==== Texte fourni
Prout : Le nom du film donne carrément le ton, on est dans une prouesse surtout esthétique. Bonne BO, bon rythme, bien soutenu, on est dans l’enfer de la mode, et c’est vraiment super sympa. Quatre meufs se battent pour être la plus fashion, ou plutôt tout se fait dans la tronche d’une des participantes à un casting ou dans leur inconscient collectif, va savoir. La virevolte de fin m’a fait sourire, même si c’était un peu facile.
ROSALITA
S.A.D.E : Dernier film de cette sélection, et quel film ! Dix-huit minutes dans le Mexique profond où un homme s'égare entre fantasmes de meurtres et refoulement de souvenirs douloureux. Avec un montage elliptique qui rappelle David Lynch et une ambiance de film de séquestration bien oppressant, Rosalita est perturbant d'un bout à l'autre. L'image est nimbée d'un sépia vieillot renforçant la crasse dans laquelle baignent les personnages et la musique vous frissonne le long de la moelle épinière. Mais c'est clairement le jeu de l'acteur principal qui est remarquable dans ce film : à la fois psychopathe tourmenté et victime sans bourreau, le personnage est brillamment incarné par Samir Hauaji.
========
Consigne =>
Prolongez les critiques de films au-delà de leur dernière phrase. Les entrées ci-dessous forment un ensemble à part, indépendant des critiques de films.
==== Entrées fournies
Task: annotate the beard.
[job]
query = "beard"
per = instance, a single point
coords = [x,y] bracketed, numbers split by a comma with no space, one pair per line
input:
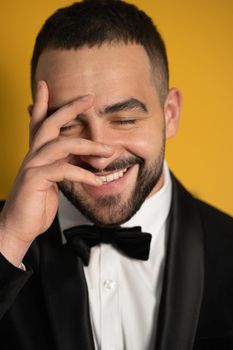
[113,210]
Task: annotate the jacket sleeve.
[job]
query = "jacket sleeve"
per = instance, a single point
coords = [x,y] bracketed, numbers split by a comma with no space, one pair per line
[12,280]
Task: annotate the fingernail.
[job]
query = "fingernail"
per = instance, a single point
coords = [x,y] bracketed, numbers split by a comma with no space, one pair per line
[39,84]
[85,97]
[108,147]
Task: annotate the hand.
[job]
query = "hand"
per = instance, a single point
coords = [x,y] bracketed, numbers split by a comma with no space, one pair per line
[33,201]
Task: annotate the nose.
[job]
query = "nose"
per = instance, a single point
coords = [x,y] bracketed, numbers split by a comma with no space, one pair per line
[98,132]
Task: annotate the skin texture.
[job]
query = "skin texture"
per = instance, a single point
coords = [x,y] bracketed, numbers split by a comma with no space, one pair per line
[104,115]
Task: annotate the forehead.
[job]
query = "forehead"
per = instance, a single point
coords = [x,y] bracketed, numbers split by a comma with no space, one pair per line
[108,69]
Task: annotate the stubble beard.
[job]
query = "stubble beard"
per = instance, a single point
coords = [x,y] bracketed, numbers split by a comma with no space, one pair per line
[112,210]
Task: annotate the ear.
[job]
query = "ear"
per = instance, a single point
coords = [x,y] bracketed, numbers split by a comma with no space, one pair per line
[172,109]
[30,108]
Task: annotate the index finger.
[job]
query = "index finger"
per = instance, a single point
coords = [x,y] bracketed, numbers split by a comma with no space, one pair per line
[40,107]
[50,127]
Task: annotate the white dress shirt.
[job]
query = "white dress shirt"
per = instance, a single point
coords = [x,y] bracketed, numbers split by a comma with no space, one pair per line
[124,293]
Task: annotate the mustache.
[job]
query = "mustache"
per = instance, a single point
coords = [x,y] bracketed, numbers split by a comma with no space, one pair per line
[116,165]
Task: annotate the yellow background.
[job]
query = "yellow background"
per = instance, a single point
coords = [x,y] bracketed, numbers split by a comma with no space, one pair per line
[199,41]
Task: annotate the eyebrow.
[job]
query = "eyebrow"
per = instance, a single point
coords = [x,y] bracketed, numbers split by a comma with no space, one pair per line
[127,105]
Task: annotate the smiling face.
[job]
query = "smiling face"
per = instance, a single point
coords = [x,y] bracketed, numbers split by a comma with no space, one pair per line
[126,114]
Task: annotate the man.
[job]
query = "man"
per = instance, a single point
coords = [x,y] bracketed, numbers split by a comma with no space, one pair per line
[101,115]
========
==== Entrées fournies
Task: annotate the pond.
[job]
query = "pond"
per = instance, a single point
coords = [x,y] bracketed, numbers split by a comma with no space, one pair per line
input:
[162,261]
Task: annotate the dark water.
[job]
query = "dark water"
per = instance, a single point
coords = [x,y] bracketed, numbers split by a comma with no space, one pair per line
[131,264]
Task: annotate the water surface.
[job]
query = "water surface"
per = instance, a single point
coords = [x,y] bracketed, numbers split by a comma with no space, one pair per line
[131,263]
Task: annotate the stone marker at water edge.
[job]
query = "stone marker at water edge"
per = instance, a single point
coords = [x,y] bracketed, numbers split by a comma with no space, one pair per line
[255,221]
========
Réponse =>
Prout : Rosalita c’était crade. C’était le vieux Mexique, la backdoor d’un petit village de Colombie, les favelas de campagne du Brésil où s’enchainent malaises, meurtres, violences familiales, vengeances sous fond de tristesse et pauvreté sociale. C’est le film que tu ne veux plus regarder mais dont tes yeux ne peuvent pas se dérober. C’est le désespoir total, la psychopathie malaisante, un bon final pour le Sadique Master quoi !
Que dire de cette édition 2019 ? Déjà que c'était une belle édition, humaine, intimiste, moins porno et plus gore que l'année dernière. Les courts de No Reason sont toujours aussi excellents et c'était cool d'en voir d'autres artistes aussi. Le Sadique Master continue sa volonté de toujours vouloir proposer des artistes plus que de simples cinéastes, d'afficher des peintures qui ne trouveront jamais ou presque jamais d'exposition ailleurs, de choquer, mais pas que, peut-être même d'exprimer des trucs, des idées alternatives. Cette année avait quelque chose de moins osé, mais de plus éclectique. On commence à trouver nos marques ici-même, on se sent un peu à la maison. Allez, à l'année prochaine le Sadique Master et merci pour tout !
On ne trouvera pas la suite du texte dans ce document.